# [WHAT IS EXPECTED]
Find every line in the items below that contains the string "abbey" and copy each of those lines. Matching is case-sensitive.

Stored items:
───

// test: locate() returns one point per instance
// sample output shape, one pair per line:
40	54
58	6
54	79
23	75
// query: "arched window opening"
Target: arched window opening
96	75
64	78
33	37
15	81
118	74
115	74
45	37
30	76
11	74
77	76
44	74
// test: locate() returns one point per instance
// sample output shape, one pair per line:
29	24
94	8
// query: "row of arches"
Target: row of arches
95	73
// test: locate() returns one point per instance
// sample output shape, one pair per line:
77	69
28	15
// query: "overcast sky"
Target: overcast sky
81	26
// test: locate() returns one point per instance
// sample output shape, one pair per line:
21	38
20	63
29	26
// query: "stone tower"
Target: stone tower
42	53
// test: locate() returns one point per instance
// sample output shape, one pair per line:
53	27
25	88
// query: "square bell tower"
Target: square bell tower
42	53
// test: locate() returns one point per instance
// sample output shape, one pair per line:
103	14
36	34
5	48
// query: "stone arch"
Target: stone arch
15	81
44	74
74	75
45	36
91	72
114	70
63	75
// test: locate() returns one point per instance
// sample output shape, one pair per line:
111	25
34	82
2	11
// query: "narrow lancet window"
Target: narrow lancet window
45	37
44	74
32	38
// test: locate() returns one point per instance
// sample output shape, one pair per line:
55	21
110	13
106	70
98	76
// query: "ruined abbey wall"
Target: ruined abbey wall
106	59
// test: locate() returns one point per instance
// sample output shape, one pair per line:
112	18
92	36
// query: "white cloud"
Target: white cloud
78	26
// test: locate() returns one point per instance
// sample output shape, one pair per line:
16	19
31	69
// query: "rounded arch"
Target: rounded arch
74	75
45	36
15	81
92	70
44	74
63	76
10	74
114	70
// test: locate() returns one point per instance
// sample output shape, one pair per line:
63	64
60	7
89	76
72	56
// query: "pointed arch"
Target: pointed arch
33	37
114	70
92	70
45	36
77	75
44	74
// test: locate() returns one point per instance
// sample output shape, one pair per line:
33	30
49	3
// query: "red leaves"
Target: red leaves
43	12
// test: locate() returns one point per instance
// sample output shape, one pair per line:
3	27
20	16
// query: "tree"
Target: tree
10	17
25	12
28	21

───

# [WRITTEN ANSWER]
// query: "ruined abbey wall"
Target: ruined abbey wall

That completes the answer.